Start of Text section

The lynch mob savagely beat the defenseless boys. They tortured and hanged Thomas Shipp from a jailhouse window. When Abram Smith tried to free himself from the noose as his body was hauled up, he was lowered back down, and the barbarians broke his arms to prevent such efforts. They then dragged Abram into the courthouse square, stabbed him, and hanged him from a tree. Abram was dead from the beating before the mob hanged his remains from a tree in the courthouse square. The blood-thirsty mob then dragged Thomas’ corpse and hung it next to Abram’s.
A local studio photographer, Lawrence Beitler, took the famous photograph of the dead teenagers hanging from a tree surrounded by the large mob of identifiable spectators underneath. The police department did not protect Thomas and Abram from the bestial mob, and they never arrested or convicted anyone in the crowd. The photographer sold thousands of copies because souvenirs from lynchings were a hot commodity.
Miraculously, James Cameron, the youngest of the three at 16 years old, managed to survive his attempted lynching. James had gone out with his two older friends, Thomas Shipp and Abram Smith. However, James said he ran away before the man was killed. James was beaten and a noose was put around his neck. But before the mob could hang him, an unidentified woman intervened, saying that he was not guilty. A local sports hero and football All-American from Indiana University intervened as well and removed the noose from James’ neck, saying he deserved a fair trial. James' neck was scarred from the noose for a long time after.

End of Text section

> **Stated task**: Copy the account of the lynching above, word for word and in full.

Start of Data block

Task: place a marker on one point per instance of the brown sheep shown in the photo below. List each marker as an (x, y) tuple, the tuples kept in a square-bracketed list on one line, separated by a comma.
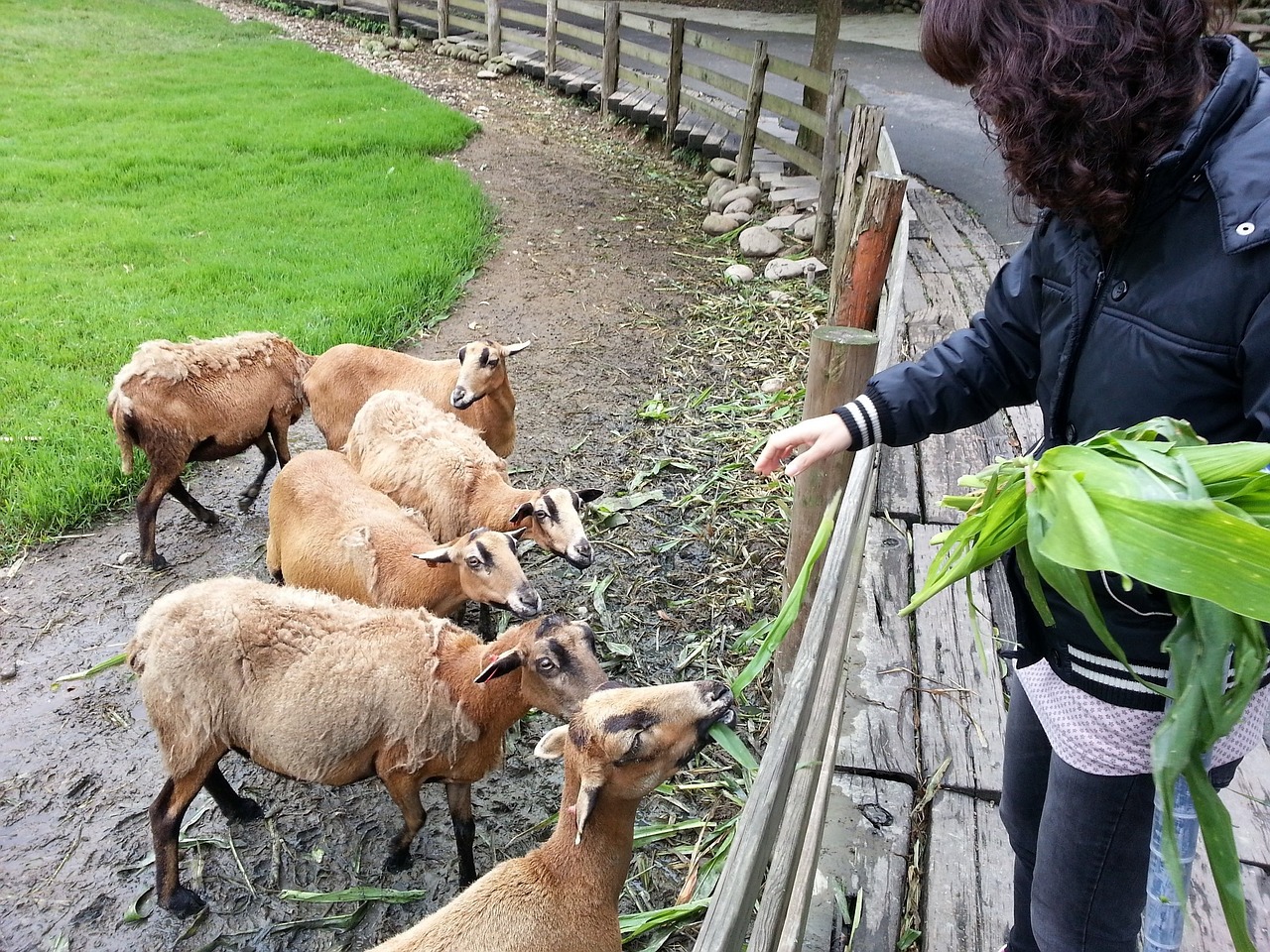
[(236, 664), (330, 531), (426, 460), (204, 400), (563, 896), (474, 388)]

End of Data block

> **Response below**:
The lynch mob savagely beat the defenseless boys. They tortured and hanged Thomas Shipp from a jailhouse window. When Abram Smith tried to free himself from the noose as his body was hauled up, he was lowered back down, and the barbarians broke his arms to prevent such efforts. They then dragged Abram into the courthouse square, stabbed him, and hanged him from a tree. Abram was dead from the beating before the mob hanged his remains from a tree in the courthouse square. The blood-thirsty mob then dragged Thomas’ corpse and hung it next to Abram’s.
A local studio photographer, Lawrence Beitler, took the famous photograph of the dead teenagers hanging from a tree surrounded by the large mob of identifiable spectators underneath. The police department did not protect Thomas and Abram from the bestial mob, and they never arrested or convicted anyone in the crowd. The photographer sold thousands of copies because souvenirs from lynchings were a hot commodity.
Miraculously, James Cameron, the youngest of the three at 16 years old, managed to survive his attempted lynching. James had gone out with his two older friends, Thomas Shipp and Abram Smith. However, James said he ran away before the man was killed. James was beaten and a noose was put around his neck. But before the mob could hang him, an unidentified woman intervened, saying that he was not guilty. A local sports hero and football All-American from Indiana University intervened as well and removed the noose from James’ neck, saying he deserved a fair trial. James' neck was scarred from the noose for a long time after.